Short exercise:
Print the following lines again without any changes.

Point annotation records
+---+

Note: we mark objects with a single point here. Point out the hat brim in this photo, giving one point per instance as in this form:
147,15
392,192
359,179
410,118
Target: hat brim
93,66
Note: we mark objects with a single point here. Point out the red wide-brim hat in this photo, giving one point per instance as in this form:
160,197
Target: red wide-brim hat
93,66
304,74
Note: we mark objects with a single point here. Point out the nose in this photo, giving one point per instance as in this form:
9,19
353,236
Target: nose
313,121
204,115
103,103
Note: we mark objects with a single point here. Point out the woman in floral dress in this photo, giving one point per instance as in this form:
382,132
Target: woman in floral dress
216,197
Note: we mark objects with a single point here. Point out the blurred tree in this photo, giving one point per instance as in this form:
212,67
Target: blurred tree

+---+

Result of this task:
Note: we mark objects with a single point here. Point out the hat brim in this photo, giving one point per instance as in this form:
147,15
392,192
359,179
410,118
Target: hat brim
93,66
Note: we mark objects with a single point here. Point out the red wide-brim hat in this photo, giving one point per instance as in this form:
160,197
Target: red wide-brim hat
93,66
304,74
Note: we mark objects with a single point here. Point out the nose in this photo, giving one point per instance as in this form:
9,19
353,236
Target: nose
313,121
204,115
103,103
Note: we mark objects with a single point here. Point out the woman in floral dress in this photo, giving one point per instance as in this form:
382,132
Target: woman in floral dress
216,197
Note: we mark objects with a single point here. Point out the blurred tree in this photo, giving one point per instance as in this form:
212,67
Target: blurred tree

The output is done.